§ INSTRUCTIONS TO FOLLOW
Using the passage on shepherds below, decide whether each statement agrees with it: (a) the word "shepherd" appears once in today's gospel account; (b) the Year for Priests was inaugurated two months ago; (c) Saint John Mary Vianney is the patron of parish priests worldwide. Answer yes or no for each, quoting the words of the passage that decide it.

§ PASSAGE
============
One word is clearly repeated several times in today's first
reading and once in today's gospel account: the word
"shepherd." For us who live in this opening decade of the
twenty-first century, marked as it is by so much technology,
that word "shepherd" may sound strange and lacking in
meaning. We may read about shepherds or even see them in
movies and DVDs, but most of us have probably never met a
real live shepherd.
Yet, the word "shepherd" and, even more, the reality which
that word conveys are very much woven into the
Judaeo-Christian Scriptures and continue to hold a central
place in the tradition of the Church. In both the Old and New
Testaments, God describes Himself as a shepherd and we His
people as the sheep of His flock. Those whom He sends to care
for us are likewise called shepherds.
Within this context, I invite us to reflect on one specific
kind of shepherd whom God sends us: the priest. And I do this
because on June 19th, one month ago, Pope Benedict XVI
inaugurated a "Year for Priests" as a way to mark the 150th
anniversary of the death of Saint John Mary Vianney, the
patron of parish priests worldwide, and as an invitation to
priests to rediscover their vocation, mission and deep union
with Christ and to Catholic laity to rediscover what a gift
the priesthood is for all our lives.
============
§ EXCERPTED DATA
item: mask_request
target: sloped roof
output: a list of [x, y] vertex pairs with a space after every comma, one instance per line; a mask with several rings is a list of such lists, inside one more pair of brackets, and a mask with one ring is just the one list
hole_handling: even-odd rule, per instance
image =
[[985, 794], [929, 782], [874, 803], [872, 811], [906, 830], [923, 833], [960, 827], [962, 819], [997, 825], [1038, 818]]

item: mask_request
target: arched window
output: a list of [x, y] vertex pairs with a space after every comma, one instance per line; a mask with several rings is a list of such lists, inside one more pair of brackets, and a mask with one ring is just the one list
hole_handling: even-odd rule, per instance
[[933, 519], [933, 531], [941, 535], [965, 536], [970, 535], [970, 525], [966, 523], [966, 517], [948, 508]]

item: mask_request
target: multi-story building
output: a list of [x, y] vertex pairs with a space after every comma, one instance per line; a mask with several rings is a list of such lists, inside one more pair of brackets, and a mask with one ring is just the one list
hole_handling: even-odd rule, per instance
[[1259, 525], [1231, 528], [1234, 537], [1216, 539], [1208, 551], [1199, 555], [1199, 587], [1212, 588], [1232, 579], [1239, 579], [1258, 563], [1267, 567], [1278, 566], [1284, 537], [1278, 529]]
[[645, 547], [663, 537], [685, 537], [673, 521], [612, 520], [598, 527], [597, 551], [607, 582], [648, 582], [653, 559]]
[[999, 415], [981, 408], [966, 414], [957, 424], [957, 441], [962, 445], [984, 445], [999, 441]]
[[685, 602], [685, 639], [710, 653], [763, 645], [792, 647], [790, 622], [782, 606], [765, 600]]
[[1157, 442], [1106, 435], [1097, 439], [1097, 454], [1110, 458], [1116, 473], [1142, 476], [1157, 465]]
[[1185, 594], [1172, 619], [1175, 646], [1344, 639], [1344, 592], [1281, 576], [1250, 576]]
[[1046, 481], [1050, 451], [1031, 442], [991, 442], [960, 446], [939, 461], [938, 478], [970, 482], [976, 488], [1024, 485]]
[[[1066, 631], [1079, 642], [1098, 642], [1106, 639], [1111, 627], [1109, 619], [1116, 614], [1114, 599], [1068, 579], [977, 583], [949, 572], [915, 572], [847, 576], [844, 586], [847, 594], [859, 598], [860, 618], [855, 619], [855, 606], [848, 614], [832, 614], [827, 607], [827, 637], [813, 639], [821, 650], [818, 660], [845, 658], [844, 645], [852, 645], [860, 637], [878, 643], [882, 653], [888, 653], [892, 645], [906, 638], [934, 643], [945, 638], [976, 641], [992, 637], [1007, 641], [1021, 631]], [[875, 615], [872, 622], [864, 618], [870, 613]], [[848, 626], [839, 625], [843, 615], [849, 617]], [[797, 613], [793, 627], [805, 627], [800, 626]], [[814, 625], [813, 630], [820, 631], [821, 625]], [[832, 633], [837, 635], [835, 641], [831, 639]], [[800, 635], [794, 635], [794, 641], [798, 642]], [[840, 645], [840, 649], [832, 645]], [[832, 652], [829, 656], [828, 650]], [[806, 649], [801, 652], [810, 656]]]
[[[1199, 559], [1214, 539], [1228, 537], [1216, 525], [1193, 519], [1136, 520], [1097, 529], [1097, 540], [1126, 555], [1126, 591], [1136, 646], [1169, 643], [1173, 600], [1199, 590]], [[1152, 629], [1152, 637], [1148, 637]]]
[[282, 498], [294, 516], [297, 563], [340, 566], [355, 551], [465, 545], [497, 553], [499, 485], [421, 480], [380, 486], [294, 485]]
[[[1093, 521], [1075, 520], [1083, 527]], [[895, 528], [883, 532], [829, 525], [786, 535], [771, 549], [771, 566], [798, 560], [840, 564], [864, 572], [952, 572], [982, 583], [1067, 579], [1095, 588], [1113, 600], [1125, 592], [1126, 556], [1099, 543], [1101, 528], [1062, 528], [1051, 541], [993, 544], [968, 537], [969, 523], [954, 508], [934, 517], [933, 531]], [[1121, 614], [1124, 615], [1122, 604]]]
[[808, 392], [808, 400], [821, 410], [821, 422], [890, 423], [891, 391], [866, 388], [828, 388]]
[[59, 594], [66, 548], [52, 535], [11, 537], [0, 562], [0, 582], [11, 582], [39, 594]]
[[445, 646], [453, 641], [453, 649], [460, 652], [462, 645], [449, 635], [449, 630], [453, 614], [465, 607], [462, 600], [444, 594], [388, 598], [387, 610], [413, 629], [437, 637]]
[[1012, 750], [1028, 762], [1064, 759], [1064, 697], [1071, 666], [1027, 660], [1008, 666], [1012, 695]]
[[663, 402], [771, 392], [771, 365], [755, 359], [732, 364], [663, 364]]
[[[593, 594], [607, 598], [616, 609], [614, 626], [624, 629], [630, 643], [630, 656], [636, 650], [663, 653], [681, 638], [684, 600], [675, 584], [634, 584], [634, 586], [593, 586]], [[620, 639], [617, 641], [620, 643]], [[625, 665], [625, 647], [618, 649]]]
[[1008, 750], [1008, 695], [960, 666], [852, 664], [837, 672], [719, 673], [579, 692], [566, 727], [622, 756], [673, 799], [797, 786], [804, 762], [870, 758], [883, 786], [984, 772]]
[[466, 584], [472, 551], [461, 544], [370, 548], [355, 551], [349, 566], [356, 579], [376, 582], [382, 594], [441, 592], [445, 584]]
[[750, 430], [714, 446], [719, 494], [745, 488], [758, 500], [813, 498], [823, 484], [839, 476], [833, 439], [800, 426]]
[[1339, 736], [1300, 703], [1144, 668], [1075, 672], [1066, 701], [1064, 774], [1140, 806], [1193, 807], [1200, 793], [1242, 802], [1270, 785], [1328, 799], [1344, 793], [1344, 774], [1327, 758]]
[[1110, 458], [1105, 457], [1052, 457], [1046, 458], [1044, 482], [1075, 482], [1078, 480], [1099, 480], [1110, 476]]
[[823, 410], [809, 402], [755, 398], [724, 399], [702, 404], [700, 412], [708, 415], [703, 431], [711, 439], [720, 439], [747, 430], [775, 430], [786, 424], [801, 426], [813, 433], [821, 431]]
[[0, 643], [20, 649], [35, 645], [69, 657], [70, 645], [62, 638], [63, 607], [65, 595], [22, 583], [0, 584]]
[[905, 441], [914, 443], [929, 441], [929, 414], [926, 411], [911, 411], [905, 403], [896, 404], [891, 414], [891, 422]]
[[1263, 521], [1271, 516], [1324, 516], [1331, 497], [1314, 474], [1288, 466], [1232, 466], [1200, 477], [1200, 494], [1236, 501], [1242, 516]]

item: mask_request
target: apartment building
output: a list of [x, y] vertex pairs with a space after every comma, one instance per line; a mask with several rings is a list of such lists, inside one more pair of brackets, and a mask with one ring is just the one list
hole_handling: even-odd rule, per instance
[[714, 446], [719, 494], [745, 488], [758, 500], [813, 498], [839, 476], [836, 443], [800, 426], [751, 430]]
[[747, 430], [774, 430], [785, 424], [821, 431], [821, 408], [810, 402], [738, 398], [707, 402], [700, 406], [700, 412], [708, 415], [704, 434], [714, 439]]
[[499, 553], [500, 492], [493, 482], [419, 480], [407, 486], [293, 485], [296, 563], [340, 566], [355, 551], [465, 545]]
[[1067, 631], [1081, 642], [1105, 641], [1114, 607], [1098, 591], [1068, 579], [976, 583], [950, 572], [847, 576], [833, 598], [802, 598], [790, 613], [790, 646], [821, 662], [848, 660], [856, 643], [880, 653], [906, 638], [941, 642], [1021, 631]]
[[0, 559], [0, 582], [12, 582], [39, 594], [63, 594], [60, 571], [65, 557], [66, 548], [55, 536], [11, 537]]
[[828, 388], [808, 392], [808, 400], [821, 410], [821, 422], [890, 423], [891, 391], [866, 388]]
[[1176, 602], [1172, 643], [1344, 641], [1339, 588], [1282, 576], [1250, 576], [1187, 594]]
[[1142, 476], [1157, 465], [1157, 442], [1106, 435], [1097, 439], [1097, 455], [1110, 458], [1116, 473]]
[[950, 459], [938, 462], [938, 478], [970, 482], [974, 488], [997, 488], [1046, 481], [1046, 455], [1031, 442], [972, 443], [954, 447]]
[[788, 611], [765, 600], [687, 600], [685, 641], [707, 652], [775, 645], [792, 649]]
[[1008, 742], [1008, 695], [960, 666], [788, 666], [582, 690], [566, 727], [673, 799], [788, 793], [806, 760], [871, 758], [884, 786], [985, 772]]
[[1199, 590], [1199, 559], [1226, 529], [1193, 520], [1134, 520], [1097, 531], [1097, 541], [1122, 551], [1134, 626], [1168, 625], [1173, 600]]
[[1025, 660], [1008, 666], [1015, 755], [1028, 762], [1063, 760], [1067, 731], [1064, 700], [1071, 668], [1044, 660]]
============
§ EXERCISE OUTPUT
(a) Yes: "once in today's gospel account"
(b) No: "on June 19th, one month ago"
(c) Yes: "the patron of parish priests worldwide"